> [Work to complete] Convert everything below from the line containing "In this exercise you will mark the t-shirt" down to the line containing "In this exercise you will mark the beaded", both included, into a JSON list of strings with one string per line and blank lines left out.

> [Task input]
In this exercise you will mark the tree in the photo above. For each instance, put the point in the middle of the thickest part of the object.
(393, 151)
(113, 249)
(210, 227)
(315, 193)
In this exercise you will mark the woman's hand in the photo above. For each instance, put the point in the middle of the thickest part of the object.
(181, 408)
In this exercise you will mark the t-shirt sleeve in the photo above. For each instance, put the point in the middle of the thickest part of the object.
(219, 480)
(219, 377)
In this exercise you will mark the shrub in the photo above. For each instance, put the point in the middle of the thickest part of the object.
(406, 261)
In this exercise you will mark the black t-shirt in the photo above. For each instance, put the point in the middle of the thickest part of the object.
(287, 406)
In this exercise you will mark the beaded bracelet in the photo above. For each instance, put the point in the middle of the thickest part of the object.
--
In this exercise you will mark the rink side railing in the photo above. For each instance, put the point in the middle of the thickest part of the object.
==
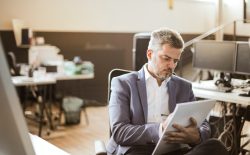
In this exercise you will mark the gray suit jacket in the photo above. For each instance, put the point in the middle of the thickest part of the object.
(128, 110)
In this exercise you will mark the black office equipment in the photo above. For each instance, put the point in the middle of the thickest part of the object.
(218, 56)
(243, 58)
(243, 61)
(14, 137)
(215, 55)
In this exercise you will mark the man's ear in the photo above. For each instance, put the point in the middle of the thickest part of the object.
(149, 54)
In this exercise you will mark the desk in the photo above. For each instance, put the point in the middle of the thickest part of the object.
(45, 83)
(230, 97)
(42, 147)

> [Answer to the problem]
[
  "In this exercise you will mark the t-shirt sleeve in the photo above. For each instance, put the point in the middle of the thickest part of the object.",
  "(219, 480)",
  "(219, 377)",
  "In this exercise you will mark the shrub in the photo above. For each instance, put the point in the middle of the thickest part of the object.",
  "(406, 261)",
  "In this exercise you will mark the black t-shirt in the photo above. For each instance, put the point in the middle of the thickest part of the object.",
  "(287, 406)",
  "In this exercise you will mark the beaded bracelet in the photo above. For each instance, put the point in the middle of the thickest part of the object."
]